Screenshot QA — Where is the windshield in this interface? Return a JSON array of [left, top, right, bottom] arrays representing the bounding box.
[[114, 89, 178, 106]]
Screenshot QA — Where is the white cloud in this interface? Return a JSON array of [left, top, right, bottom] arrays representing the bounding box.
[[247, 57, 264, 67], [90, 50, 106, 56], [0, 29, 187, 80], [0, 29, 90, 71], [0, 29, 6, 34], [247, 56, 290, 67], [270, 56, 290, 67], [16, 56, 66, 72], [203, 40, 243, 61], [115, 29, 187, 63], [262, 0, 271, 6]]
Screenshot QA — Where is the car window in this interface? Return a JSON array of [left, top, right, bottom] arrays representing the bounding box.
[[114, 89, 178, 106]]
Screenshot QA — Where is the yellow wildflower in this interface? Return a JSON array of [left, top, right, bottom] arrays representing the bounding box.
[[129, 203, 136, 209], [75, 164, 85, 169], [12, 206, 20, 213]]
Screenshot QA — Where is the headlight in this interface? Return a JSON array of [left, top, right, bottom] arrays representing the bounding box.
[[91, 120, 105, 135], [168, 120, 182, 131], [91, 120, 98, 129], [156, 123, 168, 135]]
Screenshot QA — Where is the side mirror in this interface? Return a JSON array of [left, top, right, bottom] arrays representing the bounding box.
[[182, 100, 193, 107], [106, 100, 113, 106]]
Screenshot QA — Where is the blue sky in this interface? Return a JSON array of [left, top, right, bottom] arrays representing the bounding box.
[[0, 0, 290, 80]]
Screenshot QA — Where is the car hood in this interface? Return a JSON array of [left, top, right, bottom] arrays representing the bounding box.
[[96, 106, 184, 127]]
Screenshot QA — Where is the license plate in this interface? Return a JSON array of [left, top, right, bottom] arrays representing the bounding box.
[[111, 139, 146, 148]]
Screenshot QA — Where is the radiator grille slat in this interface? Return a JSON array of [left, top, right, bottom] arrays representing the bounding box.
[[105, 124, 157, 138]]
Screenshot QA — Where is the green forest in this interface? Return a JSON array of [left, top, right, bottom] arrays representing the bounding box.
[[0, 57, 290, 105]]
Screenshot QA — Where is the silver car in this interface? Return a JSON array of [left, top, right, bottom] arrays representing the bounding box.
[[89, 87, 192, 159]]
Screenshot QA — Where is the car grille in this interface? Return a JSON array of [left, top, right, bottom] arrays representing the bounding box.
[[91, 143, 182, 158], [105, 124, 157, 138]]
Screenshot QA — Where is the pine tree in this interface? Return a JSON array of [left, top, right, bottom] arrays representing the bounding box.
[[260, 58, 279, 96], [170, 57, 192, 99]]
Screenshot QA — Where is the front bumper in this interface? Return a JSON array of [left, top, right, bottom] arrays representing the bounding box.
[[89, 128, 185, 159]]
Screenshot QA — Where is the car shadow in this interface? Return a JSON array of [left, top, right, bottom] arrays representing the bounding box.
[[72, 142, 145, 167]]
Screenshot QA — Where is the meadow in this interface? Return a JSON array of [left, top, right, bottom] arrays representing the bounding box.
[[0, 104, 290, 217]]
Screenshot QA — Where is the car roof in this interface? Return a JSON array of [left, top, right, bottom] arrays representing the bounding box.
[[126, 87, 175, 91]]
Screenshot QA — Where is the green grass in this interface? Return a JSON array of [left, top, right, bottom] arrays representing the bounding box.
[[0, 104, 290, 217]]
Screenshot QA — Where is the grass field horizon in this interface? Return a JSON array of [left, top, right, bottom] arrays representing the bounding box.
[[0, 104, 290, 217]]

==============================

## TO BE DONE
Retype all of the entries above character for character, keeping their order unchanged.

## COMPLETE ANSWER
Screenshot QA — Where is the windshield in this interface? Return a JSON array of [left, top, right, bottom] arrays representing the bounding box.
[[114, 89, 178, 106]]
Screenshot QA — Where is the white cloud in this interface? Return a JSON array of [left, top, right, bottom] arrays representing the bounding box.
[[247, 57, 264, 67], [90, 50, 106, 56], [0, 29, 187, 80], [0, 29, 90, 71], [0, 29, 6, 34], [247, 56, 290, 67], [270, 56, 290, 67], [16, 56, 66, 72], [203, 40, 243, 61], [115, 29, 187, 63], [262, 0, 271, 6]]
Screenshot QA — Where is the car window in this interface? Return a JSON array of [left, top, right, bottom] arrays representing the bounding box.
[[114, 89, 178, 106]]
Screenshot QA — Where is the yellow wildflower in this interface? Return a JSON array of [left, top, right, bottom] arrays representing the bounding box.
[[129, 203, 136, 209], [75, 164, 85, 169], [12, 206, 20, 213]]
Screenshot QA — Where is the headlight in this interface? Return a JSON array of [left, top, right, bottom] arrays representing the bounding box.
[[91, 120, 105, 135], [168, 120, 182, 131], [91, 120, 98, 129], [156, 123, 168, 135]]
Screenshot QA — Where is the side mirror in this interface? Return a JSON array of [left, top, right, bottom] arrays representing the bounding box.
[[182, 100, 193, 107], [106, 100, 113, 106]]
Screenshot QA — Where is the blue sky in this interface? Return a JSON array of [left, top, right, bottom] arrays representing the bounding box.
[[0, 0, 290, 80]]
Screenshot QA — Where is the car hood in this interface? Return a JSON array of [left, top, right, bottom] arrays representing the bounding box.
[[96, 106, 184, 127]]
Screenshot QA — Where is the license plate in this interface? Return a JSON array of [left, top, right, bottom] arrays representing the bounding box.
[[111, 139, 146, 148]]
Screenshot QA — Where is the radiator grille slat in this interface? Return a JSON array of [left, top, right, bottom] arrays representing the bounding box.
[[105, 124, 157, 138]]
Screenshot QA — Where is the green forest in this interface? Return a JSON array of [left, top, right, bottom] arrays representing the bounding box.
[[0, 57, 290, 105]]
Screenshot QA — Where is the silver car in this interface? Return a JSON array of [left, top, right, bottom] arrays representing the bounding box.
[[89, 87, 192, 159]]
Screenshot QA — Where is the car grille in this interface? Return a JSON array of [left, top, right, bottom] arrays representing the bounding box.
[[91, 143, 182, 158], [105, 124, 157, 138]]
Screenshot QA — Where is the pine tree in this interface? Return a JSON array of [left, top, right, bottom] arrays representing the bounding box.
[[260, 58, 279, 96], [170, 57, 192, 99]]
Screenshot QA — Where is the front bumper in this interface? Return a JSON array of [left, top, right, bottom] arrays representing the bounding box.
[[89, 128, 185, 159]]
Screenshot QA — Where is the car shadow in this interface? Return a JSON array of [left, top, right, bottom] arrays representing the bounding box.
[[72, 142, 145, 167]]
Screenshot QA — Where is the meadow in this interface? Return a JSON array of [left, top, right, bottom] arrays representing the bounding box.
[[0, 104, 290, 217]]
Screenshot QA — Where is the car roof in this interface? Return a JSON array of [left, top, right, bottom] arrays representing the bounding box.
[[126, 87, 175, 91]]
Screenshot QA — Where is the green grass in this interface? Return a JSON array of [left, top, right, bottom] arrays representing the bounding box.
[[0, 104, 290, 217]]
Screenshot QA — Where is the grass field horizon in this interface? Return a JSON array of [left, top, right, bottom] arrays representing the bounding box.
[[0, 104, 290, 217]]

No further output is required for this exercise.